REQUIRED TASK. Report each line of the data below that contains the word "orange", copying those lines unchanged.

DATA FOR THIS EXERCISE.
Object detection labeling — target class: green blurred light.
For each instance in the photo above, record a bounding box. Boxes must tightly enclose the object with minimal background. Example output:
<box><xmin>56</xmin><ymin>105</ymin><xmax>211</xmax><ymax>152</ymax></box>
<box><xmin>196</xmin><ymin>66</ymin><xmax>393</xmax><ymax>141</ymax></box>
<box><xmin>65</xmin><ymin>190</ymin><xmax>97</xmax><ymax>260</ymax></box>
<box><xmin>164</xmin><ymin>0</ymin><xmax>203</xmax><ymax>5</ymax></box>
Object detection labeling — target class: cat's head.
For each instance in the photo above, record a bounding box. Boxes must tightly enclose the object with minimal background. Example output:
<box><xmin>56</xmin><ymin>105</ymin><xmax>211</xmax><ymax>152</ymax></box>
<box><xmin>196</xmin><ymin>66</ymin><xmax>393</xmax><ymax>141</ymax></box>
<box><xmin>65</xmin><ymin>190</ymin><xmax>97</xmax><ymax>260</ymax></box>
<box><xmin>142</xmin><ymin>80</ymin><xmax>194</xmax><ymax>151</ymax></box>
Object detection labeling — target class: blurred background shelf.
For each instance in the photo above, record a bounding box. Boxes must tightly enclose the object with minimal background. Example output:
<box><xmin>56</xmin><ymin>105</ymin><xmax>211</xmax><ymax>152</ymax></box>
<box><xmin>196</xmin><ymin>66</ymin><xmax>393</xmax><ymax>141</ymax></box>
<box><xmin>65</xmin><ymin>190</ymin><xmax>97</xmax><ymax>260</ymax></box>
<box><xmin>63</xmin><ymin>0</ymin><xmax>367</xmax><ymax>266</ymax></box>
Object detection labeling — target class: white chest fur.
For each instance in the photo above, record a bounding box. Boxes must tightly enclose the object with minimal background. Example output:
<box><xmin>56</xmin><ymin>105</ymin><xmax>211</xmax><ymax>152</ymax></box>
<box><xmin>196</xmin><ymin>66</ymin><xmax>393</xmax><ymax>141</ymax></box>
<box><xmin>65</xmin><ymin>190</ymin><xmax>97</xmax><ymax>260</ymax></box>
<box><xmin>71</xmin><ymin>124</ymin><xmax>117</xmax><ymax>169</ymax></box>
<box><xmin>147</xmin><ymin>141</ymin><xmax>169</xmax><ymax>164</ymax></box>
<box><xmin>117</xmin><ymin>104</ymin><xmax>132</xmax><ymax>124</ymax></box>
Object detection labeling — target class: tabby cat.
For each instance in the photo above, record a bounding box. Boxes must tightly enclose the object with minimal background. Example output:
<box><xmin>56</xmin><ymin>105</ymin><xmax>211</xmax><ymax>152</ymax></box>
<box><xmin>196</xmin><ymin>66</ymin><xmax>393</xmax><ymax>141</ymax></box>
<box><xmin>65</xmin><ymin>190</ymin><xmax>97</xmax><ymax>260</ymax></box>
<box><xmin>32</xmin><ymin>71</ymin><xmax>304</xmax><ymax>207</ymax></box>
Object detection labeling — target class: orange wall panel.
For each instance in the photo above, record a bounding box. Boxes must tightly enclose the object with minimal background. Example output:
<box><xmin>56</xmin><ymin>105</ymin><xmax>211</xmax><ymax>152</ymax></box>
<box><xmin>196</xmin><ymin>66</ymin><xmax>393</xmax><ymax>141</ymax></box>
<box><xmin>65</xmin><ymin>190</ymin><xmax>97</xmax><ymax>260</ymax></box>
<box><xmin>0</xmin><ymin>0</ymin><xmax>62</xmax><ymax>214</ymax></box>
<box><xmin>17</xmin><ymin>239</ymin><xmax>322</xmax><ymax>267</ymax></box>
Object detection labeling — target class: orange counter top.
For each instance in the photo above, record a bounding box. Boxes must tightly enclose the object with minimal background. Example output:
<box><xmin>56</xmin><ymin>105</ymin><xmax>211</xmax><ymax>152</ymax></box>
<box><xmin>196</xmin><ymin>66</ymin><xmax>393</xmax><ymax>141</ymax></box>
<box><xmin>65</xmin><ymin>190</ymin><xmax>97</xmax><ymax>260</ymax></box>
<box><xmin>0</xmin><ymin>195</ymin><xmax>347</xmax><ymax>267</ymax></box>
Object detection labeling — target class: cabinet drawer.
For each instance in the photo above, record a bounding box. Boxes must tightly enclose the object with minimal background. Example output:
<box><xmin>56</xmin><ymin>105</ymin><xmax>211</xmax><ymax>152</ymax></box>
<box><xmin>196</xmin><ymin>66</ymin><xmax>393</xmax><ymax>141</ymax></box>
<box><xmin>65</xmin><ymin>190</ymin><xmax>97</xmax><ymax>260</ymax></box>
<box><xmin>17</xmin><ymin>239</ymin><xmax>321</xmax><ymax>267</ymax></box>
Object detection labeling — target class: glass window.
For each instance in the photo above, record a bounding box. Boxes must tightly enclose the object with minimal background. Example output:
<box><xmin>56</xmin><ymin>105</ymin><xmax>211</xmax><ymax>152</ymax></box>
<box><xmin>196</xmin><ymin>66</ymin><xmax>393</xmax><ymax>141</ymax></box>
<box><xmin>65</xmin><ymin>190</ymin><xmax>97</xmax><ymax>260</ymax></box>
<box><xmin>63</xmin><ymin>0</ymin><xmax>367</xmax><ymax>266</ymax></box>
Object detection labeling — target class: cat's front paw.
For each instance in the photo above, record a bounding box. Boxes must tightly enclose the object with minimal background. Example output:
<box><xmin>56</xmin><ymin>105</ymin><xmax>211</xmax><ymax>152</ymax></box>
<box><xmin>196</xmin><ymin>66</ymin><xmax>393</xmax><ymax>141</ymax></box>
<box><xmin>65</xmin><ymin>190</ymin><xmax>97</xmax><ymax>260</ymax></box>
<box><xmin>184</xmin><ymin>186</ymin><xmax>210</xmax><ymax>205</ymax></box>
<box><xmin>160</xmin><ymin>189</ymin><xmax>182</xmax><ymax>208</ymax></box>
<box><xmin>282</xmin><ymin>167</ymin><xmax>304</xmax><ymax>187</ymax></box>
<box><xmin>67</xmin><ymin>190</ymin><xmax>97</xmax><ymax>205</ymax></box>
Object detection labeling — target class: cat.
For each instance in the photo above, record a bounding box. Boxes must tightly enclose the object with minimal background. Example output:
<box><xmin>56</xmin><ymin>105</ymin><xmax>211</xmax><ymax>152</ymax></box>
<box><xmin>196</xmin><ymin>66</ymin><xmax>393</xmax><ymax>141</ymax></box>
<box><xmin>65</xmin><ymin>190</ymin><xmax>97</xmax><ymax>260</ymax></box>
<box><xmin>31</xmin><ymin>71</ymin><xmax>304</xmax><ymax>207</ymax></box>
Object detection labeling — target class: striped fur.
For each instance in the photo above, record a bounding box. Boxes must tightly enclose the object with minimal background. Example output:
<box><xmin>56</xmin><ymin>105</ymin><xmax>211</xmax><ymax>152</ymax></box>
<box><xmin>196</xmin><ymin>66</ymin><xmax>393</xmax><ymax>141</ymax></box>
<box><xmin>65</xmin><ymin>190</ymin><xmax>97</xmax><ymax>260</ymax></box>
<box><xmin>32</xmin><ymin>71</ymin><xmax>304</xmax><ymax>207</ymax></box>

EXERCISE SOLUTION.
Object detection labeling — target class: orange wall panel.
Object detection labeling — target class: orange counter top.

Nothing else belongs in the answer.